== PROBLEM TO WORK ON ==
Where in the material does the word "print" appear? Copy each line that has it.

== GIVEN RECORDS ==
■ ■ ■ ■ ■ ■ ■
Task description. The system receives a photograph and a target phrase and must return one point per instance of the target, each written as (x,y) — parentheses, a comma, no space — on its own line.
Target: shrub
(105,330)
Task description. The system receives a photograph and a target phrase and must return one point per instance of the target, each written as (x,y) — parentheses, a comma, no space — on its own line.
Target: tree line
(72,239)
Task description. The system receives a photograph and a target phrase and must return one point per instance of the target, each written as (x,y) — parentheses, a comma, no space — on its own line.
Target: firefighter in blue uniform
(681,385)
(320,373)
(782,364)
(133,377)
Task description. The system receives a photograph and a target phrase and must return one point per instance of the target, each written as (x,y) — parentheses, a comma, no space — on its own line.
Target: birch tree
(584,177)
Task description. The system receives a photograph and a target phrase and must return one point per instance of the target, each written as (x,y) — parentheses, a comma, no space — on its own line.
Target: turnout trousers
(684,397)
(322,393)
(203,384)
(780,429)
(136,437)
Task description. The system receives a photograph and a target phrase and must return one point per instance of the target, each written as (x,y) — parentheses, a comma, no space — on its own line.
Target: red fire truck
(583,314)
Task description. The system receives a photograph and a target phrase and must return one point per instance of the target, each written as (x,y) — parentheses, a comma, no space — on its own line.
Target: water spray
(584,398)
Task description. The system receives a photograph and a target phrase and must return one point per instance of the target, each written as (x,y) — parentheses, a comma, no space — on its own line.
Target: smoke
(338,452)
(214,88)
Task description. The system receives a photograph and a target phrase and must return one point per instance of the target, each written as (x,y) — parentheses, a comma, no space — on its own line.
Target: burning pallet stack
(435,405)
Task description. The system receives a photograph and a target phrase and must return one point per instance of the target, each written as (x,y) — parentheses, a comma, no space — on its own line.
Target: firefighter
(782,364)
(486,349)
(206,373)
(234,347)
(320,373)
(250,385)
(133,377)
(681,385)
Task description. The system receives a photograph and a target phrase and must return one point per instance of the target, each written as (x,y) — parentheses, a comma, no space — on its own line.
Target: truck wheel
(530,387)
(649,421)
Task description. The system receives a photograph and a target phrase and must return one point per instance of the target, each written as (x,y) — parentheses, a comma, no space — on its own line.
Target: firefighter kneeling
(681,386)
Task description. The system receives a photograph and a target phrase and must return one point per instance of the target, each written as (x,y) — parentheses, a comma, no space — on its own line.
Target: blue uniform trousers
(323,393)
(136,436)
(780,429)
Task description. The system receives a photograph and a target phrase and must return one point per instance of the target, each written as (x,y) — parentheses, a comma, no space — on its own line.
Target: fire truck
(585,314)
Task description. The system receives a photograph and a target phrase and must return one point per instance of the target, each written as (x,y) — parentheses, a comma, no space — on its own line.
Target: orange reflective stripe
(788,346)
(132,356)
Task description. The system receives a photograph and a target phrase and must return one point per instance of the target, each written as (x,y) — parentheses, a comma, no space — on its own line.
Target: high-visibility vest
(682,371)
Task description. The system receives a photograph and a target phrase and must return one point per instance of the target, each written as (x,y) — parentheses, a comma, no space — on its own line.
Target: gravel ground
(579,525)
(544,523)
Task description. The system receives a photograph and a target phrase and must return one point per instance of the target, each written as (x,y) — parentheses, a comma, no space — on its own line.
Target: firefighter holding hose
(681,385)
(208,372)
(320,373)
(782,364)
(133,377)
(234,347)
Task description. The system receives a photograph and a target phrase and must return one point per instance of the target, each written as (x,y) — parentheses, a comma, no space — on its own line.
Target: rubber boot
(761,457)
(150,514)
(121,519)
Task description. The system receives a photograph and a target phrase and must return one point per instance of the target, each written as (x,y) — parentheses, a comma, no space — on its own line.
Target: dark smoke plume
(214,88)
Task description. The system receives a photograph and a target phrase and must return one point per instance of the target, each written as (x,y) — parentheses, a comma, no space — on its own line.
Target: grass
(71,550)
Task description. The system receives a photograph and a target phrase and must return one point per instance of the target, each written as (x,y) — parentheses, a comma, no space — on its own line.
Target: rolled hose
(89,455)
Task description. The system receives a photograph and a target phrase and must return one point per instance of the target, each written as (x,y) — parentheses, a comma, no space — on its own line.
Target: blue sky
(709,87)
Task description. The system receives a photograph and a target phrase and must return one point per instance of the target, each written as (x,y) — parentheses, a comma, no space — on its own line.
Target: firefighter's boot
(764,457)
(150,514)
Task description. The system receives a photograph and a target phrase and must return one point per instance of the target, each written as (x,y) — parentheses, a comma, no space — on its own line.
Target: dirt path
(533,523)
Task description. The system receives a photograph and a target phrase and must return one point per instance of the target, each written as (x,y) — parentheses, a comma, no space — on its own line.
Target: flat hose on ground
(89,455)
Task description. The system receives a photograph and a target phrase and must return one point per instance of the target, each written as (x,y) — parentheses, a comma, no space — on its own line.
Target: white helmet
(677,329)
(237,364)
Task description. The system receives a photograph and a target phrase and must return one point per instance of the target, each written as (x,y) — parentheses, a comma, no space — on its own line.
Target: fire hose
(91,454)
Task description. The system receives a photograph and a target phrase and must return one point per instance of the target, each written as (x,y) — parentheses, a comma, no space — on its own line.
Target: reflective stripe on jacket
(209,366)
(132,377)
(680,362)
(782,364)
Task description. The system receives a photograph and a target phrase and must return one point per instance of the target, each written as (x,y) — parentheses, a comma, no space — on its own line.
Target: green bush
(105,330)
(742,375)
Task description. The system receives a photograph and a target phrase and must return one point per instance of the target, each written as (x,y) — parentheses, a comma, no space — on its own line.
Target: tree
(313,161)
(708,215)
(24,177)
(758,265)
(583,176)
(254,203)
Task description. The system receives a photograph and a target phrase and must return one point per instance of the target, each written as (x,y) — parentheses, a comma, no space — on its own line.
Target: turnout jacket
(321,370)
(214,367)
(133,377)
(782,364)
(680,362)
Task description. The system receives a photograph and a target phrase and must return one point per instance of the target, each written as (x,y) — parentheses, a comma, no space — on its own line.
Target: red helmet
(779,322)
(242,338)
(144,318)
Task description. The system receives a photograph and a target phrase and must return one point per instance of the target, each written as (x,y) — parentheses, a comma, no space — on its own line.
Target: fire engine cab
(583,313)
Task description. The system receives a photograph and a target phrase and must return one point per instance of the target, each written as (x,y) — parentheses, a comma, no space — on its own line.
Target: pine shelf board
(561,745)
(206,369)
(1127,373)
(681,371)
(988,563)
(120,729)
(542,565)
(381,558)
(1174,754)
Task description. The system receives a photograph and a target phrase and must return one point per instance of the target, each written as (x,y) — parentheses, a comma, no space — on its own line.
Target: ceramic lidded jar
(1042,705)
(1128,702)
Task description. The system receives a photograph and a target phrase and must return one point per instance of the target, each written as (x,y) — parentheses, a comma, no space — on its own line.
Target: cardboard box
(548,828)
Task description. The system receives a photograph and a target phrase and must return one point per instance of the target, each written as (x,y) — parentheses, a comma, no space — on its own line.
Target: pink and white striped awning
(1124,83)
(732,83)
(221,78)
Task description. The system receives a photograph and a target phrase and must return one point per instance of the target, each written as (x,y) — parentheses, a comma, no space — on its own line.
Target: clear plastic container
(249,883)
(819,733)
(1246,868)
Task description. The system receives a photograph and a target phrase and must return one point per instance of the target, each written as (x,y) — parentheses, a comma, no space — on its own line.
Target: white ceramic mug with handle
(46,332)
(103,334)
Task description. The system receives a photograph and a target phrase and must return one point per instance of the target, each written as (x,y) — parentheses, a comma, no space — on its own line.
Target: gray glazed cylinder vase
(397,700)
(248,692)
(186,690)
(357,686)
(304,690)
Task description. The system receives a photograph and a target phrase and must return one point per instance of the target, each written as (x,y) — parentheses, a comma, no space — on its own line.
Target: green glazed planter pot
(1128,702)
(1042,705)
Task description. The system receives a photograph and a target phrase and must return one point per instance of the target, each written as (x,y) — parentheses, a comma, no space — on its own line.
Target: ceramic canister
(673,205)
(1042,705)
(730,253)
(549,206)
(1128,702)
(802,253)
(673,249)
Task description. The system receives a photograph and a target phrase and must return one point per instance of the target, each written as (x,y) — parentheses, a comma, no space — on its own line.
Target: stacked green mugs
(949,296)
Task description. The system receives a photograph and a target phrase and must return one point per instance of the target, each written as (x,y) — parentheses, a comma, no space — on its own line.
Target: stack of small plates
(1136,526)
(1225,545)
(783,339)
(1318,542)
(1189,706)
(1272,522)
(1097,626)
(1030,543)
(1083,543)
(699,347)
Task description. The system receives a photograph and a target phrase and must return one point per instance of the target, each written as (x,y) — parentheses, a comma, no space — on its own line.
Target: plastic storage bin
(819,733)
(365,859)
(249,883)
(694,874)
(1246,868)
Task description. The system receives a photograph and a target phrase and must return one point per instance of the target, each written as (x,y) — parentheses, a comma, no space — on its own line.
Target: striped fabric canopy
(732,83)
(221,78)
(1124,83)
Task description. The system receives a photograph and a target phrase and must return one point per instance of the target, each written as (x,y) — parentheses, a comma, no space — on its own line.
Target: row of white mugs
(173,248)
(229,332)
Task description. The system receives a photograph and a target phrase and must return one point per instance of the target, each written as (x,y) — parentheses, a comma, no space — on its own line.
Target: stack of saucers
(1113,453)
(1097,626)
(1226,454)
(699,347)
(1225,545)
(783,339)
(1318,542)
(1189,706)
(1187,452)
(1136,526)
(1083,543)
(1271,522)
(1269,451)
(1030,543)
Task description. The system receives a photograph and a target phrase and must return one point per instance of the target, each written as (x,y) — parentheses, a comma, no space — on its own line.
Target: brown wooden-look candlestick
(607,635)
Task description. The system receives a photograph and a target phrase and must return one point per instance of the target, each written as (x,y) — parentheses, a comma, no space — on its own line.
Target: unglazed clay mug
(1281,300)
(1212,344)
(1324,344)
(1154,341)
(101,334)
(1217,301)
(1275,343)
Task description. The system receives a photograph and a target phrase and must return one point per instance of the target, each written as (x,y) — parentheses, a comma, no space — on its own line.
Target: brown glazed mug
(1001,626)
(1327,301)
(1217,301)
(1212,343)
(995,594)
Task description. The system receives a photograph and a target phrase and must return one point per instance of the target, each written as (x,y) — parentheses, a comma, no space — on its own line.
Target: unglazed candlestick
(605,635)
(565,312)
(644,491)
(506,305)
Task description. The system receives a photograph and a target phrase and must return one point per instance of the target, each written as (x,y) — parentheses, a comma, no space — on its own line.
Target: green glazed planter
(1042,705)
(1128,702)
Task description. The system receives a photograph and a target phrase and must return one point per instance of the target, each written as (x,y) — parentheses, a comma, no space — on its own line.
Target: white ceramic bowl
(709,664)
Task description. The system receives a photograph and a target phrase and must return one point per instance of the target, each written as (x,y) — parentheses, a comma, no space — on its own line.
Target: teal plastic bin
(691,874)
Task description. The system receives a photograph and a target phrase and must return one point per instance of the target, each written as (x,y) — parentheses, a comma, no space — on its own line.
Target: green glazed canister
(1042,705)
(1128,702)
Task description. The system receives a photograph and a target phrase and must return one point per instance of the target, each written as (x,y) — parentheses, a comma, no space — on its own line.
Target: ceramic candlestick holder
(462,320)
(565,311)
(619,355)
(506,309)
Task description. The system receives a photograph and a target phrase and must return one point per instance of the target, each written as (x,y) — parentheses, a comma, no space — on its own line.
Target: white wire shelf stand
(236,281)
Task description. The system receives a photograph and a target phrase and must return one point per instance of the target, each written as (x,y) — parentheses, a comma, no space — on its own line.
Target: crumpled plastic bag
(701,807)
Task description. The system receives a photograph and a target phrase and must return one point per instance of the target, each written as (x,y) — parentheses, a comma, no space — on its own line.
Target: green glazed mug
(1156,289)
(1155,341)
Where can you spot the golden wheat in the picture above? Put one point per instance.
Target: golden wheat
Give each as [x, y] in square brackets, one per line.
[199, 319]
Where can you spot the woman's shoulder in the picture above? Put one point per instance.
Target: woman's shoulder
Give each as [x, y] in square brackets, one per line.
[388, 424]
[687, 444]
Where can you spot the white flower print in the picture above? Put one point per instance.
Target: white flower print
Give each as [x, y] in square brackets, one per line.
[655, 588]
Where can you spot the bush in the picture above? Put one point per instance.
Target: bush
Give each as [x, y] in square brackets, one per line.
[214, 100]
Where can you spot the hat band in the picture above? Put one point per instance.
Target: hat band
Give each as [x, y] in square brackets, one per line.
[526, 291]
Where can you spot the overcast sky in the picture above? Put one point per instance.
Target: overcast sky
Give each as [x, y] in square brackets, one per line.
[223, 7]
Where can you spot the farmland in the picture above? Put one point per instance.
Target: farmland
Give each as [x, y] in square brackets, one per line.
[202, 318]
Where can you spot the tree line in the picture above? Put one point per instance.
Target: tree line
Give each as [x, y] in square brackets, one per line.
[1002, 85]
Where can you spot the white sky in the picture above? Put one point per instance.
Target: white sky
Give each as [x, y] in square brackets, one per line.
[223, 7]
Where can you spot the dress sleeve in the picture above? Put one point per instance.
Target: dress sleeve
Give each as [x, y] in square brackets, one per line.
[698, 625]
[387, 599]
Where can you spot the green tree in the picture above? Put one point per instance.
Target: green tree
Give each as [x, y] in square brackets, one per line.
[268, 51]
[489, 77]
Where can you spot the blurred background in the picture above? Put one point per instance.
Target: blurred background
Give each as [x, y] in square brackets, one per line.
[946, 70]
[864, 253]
■ ■ ■ ■ ■ ■ ■
== WRITTEN REPLY ==
Where can you spot the white flower print in the picture above? Put one point per instance.
Target: white flower print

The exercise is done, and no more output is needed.